* **Source records**:
::::

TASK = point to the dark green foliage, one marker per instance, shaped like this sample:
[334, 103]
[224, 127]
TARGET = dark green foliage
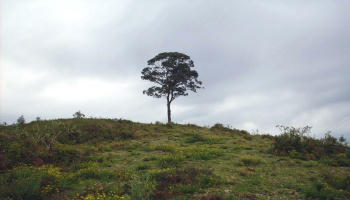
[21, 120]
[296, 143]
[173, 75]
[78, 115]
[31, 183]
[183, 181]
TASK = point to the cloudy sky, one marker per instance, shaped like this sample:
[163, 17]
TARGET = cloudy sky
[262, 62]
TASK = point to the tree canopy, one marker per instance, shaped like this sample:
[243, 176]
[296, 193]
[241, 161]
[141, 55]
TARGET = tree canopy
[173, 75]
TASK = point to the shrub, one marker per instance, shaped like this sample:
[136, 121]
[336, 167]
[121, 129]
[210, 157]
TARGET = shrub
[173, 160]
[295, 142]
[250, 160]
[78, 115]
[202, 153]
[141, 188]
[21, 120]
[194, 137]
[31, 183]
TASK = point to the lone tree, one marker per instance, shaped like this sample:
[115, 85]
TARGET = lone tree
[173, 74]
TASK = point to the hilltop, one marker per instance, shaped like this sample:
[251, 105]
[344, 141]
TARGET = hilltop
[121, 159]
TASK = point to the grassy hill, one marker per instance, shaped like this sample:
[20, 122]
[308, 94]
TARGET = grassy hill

::::

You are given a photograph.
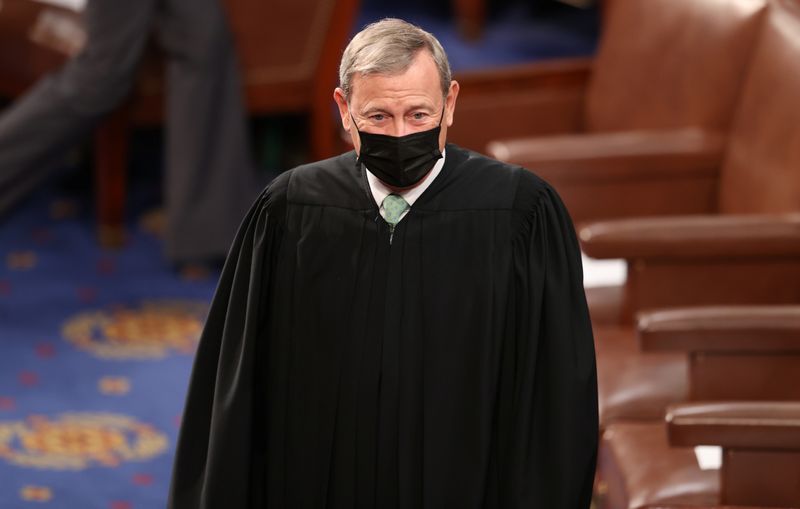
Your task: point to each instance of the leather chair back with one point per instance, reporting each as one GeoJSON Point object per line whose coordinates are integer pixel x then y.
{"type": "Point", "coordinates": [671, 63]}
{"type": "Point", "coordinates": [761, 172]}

::::

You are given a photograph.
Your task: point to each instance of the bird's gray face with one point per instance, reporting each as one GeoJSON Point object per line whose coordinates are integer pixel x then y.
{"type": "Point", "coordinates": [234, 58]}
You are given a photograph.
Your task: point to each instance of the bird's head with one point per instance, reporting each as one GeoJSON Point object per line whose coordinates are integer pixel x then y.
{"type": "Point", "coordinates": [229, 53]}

::::

* **Problem to solve**:
Extract from the material all lines containing the string "grassy".

* **Result below**:
TASK = point to the grassy hill, one marker per instance, shaped like this sample:
TARGET = grassy hill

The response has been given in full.